Directions
Each line of the listing where the string "planter" appears is to be identified and copied.

_ _ _

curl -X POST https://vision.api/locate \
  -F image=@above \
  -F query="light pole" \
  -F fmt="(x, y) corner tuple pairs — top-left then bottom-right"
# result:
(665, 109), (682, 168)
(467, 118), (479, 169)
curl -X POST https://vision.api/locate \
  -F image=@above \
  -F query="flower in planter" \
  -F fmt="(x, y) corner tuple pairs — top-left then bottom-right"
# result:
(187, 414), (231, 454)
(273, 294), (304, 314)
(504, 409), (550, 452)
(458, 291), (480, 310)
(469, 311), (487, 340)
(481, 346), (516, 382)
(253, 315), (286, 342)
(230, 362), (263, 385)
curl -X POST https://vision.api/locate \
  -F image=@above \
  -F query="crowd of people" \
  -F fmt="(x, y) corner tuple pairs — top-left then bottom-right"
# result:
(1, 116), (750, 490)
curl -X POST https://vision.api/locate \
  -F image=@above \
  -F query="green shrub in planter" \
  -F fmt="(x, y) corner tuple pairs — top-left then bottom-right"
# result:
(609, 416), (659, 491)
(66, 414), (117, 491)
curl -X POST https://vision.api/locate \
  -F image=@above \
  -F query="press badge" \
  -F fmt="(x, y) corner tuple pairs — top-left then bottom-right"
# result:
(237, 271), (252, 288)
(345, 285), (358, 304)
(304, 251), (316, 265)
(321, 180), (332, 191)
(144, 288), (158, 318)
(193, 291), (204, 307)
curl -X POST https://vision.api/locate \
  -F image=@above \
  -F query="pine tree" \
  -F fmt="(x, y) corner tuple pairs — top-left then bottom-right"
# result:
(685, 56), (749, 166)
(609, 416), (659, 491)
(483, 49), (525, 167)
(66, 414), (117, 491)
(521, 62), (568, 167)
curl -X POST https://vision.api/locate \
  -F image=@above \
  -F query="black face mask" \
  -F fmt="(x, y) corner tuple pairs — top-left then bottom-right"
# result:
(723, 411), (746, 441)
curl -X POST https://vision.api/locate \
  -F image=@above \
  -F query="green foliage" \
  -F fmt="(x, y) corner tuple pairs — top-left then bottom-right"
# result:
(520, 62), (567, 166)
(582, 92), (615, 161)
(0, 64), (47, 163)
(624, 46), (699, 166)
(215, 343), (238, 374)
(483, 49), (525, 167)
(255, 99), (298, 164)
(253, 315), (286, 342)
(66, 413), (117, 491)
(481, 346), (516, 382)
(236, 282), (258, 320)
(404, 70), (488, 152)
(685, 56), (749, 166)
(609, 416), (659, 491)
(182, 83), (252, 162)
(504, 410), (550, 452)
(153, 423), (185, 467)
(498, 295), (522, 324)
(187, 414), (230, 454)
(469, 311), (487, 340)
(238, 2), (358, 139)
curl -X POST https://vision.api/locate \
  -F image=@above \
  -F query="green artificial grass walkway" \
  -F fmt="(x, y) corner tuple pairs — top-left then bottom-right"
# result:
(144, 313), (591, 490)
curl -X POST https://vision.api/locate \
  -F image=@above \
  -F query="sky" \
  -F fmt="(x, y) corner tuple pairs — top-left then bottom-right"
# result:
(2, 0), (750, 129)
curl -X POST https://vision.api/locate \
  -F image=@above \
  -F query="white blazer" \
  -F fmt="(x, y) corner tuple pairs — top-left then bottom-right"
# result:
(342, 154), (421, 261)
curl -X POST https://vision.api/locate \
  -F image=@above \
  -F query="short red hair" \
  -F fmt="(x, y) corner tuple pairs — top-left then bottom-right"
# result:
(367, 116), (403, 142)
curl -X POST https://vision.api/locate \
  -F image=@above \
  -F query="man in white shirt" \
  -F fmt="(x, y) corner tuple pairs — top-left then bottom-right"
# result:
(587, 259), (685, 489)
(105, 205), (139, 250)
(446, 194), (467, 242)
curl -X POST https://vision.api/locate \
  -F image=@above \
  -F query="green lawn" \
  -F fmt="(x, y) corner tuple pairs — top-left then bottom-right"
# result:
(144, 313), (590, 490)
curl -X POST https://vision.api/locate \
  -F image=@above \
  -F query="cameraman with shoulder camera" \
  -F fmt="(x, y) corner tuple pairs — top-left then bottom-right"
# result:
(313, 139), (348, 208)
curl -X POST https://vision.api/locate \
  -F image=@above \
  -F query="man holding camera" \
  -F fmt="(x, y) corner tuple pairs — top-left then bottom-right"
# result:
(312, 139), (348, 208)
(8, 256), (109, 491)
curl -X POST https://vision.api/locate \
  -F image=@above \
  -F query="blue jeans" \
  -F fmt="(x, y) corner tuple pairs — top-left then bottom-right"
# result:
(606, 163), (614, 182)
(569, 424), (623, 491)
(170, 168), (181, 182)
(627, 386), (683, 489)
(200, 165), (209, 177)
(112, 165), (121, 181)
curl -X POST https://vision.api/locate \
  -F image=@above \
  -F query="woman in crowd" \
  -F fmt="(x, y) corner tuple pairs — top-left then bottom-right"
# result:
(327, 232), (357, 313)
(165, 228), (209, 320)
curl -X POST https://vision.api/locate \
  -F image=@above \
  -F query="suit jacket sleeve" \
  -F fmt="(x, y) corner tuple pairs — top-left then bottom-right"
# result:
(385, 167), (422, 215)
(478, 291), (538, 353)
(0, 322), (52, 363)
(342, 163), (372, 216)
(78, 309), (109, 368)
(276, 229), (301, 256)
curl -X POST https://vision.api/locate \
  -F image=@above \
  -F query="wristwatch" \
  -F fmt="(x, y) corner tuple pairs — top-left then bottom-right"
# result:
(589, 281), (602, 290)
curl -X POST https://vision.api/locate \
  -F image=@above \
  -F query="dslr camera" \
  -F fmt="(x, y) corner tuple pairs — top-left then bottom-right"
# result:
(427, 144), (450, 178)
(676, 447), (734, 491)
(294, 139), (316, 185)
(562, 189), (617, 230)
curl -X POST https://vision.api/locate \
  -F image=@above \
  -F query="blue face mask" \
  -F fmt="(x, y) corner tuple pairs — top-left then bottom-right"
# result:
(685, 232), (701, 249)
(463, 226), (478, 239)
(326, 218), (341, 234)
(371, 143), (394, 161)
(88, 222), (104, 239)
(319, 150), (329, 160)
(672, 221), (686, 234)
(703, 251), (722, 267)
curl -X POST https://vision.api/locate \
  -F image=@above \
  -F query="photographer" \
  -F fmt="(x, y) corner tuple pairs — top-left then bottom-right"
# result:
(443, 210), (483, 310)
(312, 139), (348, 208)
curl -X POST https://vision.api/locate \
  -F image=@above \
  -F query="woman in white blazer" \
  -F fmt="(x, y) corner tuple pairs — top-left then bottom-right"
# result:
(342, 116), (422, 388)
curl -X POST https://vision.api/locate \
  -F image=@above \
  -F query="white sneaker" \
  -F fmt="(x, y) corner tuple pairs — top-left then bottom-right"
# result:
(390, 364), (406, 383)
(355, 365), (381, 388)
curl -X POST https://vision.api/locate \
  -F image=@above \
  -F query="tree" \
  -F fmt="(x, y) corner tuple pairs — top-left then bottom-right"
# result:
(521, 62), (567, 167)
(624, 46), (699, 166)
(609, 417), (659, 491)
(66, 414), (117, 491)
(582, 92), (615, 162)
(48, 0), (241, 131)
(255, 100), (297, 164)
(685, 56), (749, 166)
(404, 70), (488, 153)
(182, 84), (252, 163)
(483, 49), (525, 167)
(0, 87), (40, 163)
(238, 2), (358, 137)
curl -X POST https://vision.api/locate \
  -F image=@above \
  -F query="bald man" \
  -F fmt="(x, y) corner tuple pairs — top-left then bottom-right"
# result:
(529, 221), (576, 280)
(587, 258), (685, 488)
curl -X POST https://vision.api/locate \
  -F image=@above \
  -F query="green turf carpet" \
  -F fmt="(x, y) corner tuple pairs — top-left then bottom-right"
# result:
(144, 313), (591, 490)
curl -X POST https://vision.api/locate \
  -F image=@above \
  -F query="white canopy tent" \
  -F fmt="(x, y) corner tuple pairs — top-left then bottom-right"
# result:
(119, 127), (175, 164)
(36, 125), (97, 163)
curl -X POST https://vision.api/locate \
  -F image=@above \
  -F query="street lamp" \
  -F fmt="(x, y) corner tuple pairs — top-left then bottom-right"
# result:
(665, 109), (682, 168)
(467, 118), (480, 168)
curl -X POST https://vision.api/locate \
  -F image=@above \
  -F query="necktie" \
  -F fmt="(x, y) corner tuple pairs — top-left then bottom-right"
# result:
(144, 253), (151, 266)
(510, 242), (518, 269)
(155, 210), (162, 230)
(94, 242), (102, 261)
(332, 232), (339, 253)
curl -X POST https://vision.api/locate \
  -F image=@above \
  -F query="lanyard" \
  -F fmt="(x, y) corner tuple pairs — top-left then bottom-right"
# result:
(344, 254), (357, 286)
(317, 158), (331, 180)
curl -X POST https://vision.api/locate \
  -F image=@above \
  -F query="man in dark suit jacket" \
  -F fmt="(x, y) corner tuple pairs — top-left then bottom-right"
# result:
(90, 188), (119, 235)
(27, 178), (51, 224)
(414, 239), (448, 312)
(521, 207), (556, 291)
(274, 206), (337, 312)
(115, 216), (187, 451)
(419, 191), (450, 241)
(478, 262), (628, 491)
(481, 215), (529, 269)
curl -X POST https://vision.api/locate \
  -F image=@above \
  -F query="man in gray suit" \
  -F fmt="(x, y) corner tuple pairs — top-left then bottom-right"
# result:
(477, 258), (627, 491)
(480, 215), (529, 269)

_ _ _

Exercise result
  -F query="flower in planter" \
  -F query="green shrub in planter" \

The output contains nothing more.